» TO BE DONE
Copy the lines below word for word, from the very first one through the line that contains "[(44, 312)]". Leave the pictures out.
- - - -
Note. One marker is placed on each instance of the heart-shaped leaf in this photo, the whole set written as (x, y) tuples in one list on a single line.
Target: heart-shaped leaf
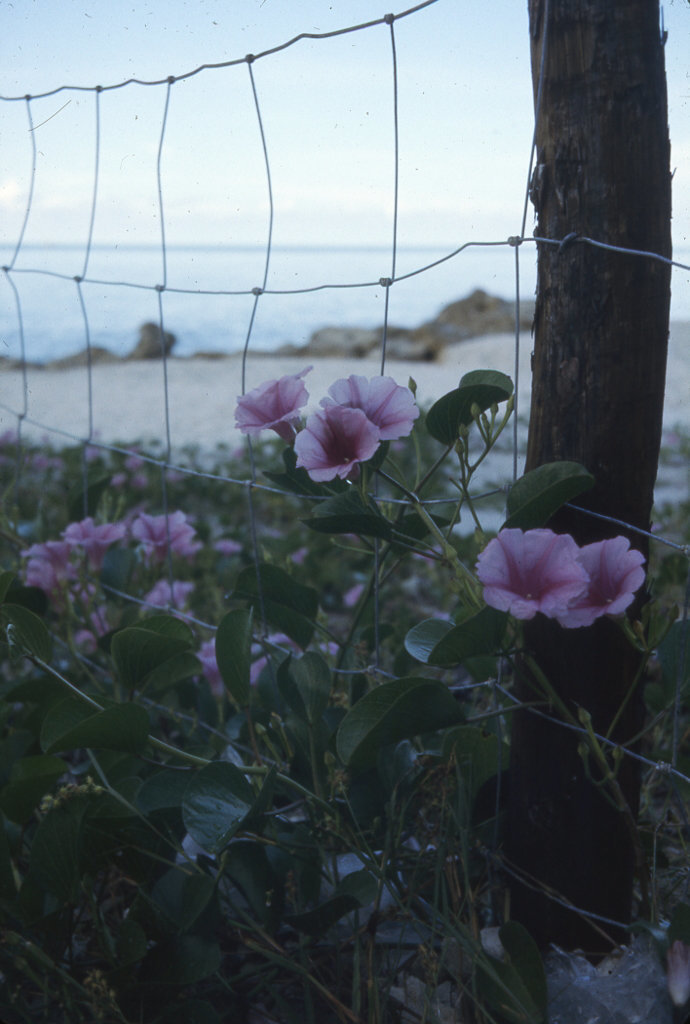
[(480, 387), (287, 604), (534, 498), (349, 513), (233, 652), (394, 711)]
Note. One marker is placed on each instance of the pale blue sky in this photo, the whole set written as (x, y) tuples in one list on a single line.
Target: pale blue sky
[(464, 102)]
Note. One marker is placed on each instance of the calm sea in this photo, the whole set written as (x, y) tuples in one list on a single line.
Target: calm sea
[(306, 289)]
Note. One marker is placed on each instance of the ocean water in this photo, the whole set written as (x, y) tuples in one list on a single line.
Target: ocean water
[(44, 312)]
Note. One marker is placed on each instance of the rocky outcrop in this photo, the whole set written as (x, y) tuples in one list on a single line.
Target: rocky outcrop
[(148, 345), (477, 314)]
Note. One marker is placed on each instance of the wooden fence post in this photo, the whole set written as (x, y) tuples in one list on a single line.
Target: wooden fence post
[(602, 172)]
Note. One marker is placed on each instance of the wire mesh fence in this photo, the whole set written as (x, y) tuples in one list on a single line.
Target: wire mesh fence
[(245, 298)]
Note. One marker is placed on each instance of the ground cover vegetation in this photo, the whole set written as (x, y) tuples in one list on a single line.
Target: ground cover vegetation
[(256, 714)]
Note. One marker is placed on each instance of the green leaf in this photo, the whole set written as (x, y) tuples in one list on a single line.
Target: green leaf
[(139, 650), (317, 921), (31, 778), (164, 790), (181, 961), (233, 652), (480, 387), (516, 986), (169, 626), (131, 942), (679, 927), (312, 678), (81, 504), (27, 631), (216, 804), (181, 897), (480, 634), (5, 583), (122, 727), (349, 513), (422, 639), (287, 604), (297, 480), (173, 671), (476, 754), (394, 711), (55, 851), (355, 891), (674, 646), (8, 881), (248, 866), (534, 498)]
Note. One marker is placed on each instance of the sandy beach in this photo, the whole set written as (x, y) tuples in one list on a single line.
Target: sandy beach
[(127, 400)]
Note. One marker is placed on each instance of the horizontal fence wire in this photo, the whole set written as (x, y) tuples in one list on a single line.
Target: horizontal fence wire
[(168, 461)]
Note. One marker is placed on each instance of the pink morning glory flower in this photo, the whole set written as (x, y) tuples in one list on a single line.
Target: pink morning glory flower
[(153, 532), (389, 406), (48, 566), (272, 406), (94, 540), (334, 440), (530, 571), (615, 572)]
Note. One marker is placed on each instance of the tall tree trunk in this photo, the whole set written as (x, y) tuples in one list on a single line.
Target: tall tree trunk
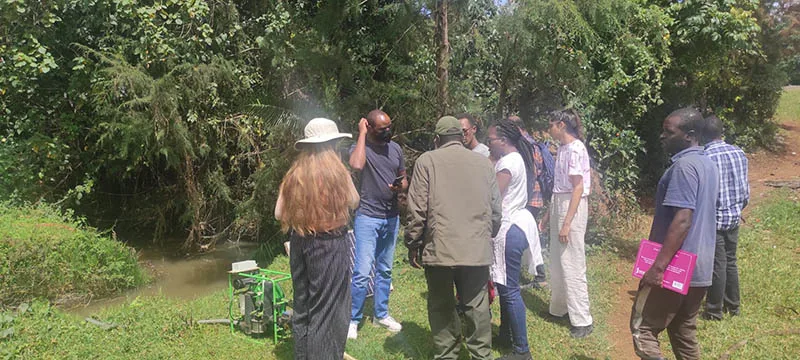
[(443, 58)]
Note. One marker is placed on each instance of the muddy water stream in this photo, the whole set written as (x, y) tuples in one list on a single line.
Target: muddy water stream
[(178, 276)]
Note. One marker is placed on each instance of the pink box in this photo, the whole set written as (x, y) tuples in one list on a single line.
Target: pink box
- - - -
» FINISHED ANSWER
Note. One marker is placed on each instance of the heart-shaped leaf in this photo, the whole set written as (x, y) tuples in one list on a single line.
Target: heart-shaped leaf
[(480, 387), (287, 604), (534, 498), (349, 513), (233, 652), (394, 711)]
Note. One marker is placed on each instance of the pale blue sky in this photo, the whole set written as (x, y) tuples in one list on a single line.
Target: pale blue sky
[(464, 102)]
Note. One marker is placed on each instance of the calm sea in this photo, the whole set written as (x, y) tuples in one list on a single line.
Target: calm sea
[(306, 289)]
Note. One marker is placed on each instance of the ocean water in this photo, the whole set written as (x, y) tuples in one list on a single line.
Target: ocean water
[(44, 312)]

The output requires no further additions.